> **Challenge 1**: Update the choreography overview: reproduce it starting at the words "- Spatial elements" and ending after "the dance unified.", replacing "pathways" with "floor patterns".
> **Challenge 2**: Which choreographic structures does the choreography overview name?
> **Challenge 3**: According to the choreography overview, for how many people is the dance in the assessed practical activity created?

> **Source extract**:

What this area covers
The choreography area breaks into five linked dot points.
- Stimulus and motifs
- How a stimulus or theme becomes movement: the types of stimulus, the initial motif as the dance's building block, and the methods of developing a motif into longer material.
- Choreographic devices
- The tools for arranging dancers and movement: unison, canon, mirroring, retrograde, juxtaposition, accumulation, partner work and contact improvisation, each with its own effect.
- Choreographic structure
- How a dance is organised into sections: binary, ternary, rondo, narrative, theme and variation, and motif and development.
- Spatial elements
- How a dance uses the space: formations, levels, pathways, direction and the size of movement.
- The choreography and review
- An overview of the assessed practical activity: creating a dance for two or more people from a stimulus, and the written review that explains and evaluates the choreographic choices.
How the pieces fit together
Choreography is a chain from idea to finished, justified dance.
- The stimulus sets the theme; the motif captures it; development grows it into material. This keeps the dance unified.
- Devices decide how dancers relate (together, staggered, mirrored, contrasting); structure decides the order of the sections; spatial elements decide how the space is used.
- Every choice should serve the theme, not be decoration. A cluster for unity, canon for a spreading idea, ternary to return transformed.
- The review proves the choices were deliberate: it justifies each one against the theme and evaluates how well it worked.
How this area is examined
This area feeds both assessed components.

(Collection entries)
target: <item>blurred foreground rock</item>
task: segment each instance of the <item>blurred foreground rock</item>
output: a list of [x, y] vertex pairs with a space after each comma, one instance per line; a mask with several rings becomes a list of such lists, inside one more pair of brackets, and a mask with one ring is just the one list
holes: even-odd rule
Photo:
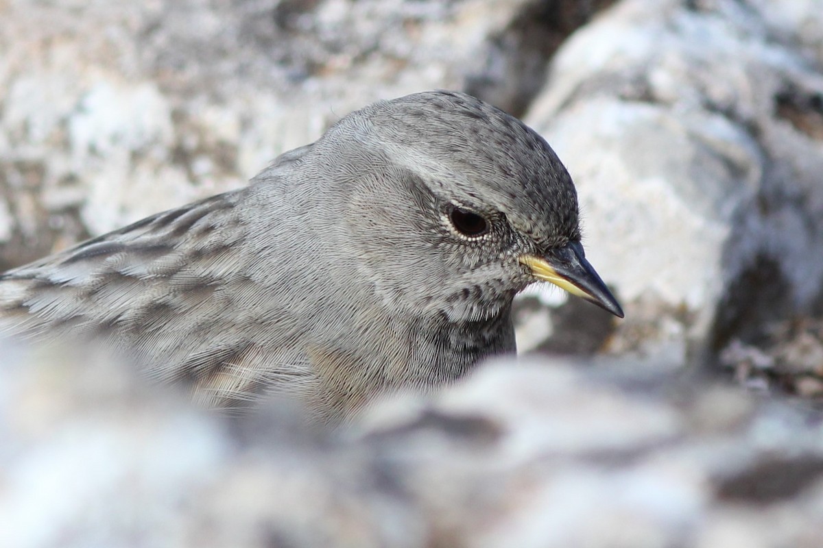
[[823, 422], [659, 373], [500, 362], [343, 432], [2, 348], [0, 546], [823, 546]]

> **Full solution 1**:
- Spatial elements
- How a dance uses the space: formations, levels, floor patterns, direction and the size of movement.
- The choreography and review
- An overview of the assessed practical activity: creating a dance for two or more people from a stimulus, and the written review that explains and evaluates the choreographic choices.
How the pieces fit together
Choreography is a chain from idea to finished, justified dance.
- The stimulus sets the theme; the motif captures it; development grows it into material. This keeps the dance unified.

> **Full solution 2**: Binary, ternary, rondo, narrative, theme and variation, and motif and development.

> **Full solution 3**: For two or more people.